● Task A:
From the article on still Champagne, list the names of every wine it says Champagne Drappier makes.
● Task B:
Answer these from the article on still Champagne:
(i) What share of the region's production do its still wines account for?
(ii) In what year was Drappier founded?
(iii) Around what year did bubbles become big business in the region?
● Task C:
Extend the article on still Champagne with a few more sentences that follow on from its final sentence.

● Document extract:
It’s still Champagne, just without the bubbles
Still or sparkling? This question, normally asked when you order mineral water, could soon apply to Champagne. “Bollinger avec gaz ou sans gaz?”
According to the latest figures from the Comité Champagne, despite – or perhaps because of – the Covid situation in the US and Europe, Champagne is fizzing again. Lanson chairman François Van Aal has described it as experiencing a “strong resurrection”.
The market will soon move beyond the 300m bottle shipments mark. But little of that will be still Champagne, and it almost certainly won’t be red. Once, however, Chardonnay and Pinot Noir without bubbles was the drink in the region; it was only around 1850 that bubbles became big business.
Bottled as Coteaux Champenois, the still wines of Champagne now account for only 0.7 per cent of production in a region celebrated for its sparkling wine superior. But the famous houses still produce quality still wines.
Making a Grand Blanc from a Grand Noir terroir, Charles Heidsieck cellar master Cyril Brun has released four single cru still Chardonnays from the 2017 vintage, representing Montgueux, Villers-Marmery, Vertus and Oger. Earlier this year, came Louis Roederer Hommage à Camille from Burgundian and Alsatian grapes specifically planted in 2002 to produce quality still wine and expressing the famous terroir of Champagne in a new way.
In May, Champagne Drappier released a truly “witty” wine – Trop m’en Faut! – a multi-vintage (2017/18) and an anagram of Fromenteau, the French word for Pinot Gris. It is also the old French way of saying, “I can’t get enough”.
Drappier also offers Permission, a single varietal Cotes de Bar Pinot Noir and Perpétuité, a 14-vintage blended white Pinot Noir. Based in Aube, Drappier was founded in 1808 and makes an Urville Rouge. “Before ‘Champagne’ as a sparkling wine became famous, what made our wines well-known was our ability to make delicate white wine out of red grapes,” says Michel Drappier.

● Data:
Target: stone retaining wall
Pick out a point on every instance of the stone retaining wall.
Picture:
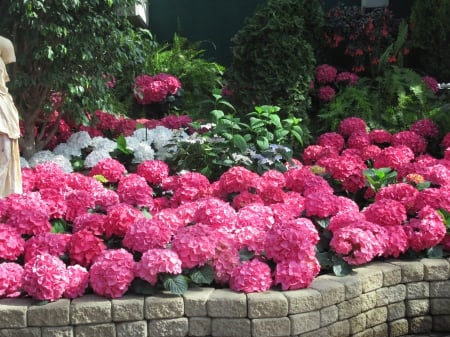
(392, 298)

● Exercise output A:
Trop m’en Faut!, Permission, Perpétuité, Urville Rouge

● Exercise output B:
(i) 0.7 per cent
(ii) 1808
(iii) Around 1850

● Exercise output C:
“As the climate warms, the quality of Champagne’s still wines will evolve. With our limestone soil and the right weather, we’ll be close to the Burgundy of 30 years ago. Our red and white wines will doubtless be excellent.”
Michel, the seventh-generation vigneron of the 57 hectare estate, created the first single parcel cuvee with Grande Sendree 1975. Maison Drappier was the first to produce a zero dosage. It also produces the 30 litre, 40 bottle Melchizedek – the world’s largest champagne bottle.
The Fromenteau comes from the Truchots plot of Jurassic Kimmeridgian soil exposed to the south, now tilled by Ardennes horses led by Antoine Drappier.
“Because champagne is one of the cooler and more northerly grape growing areas of France, they are only just becoming better quality in the hotter years largely as a result of global warming making Champagne hotter,” says Nick Baker of London’s The Finest Bubble. “Most people who want to drink still wines from Pinot Noir and Chardonnay would of course travel the few hundred kilometres to Burgundy where the summers are considerably warmer.”
Still, the time cannot be far off when we can beckon the wine waiter to enquire about the range of flat champagne.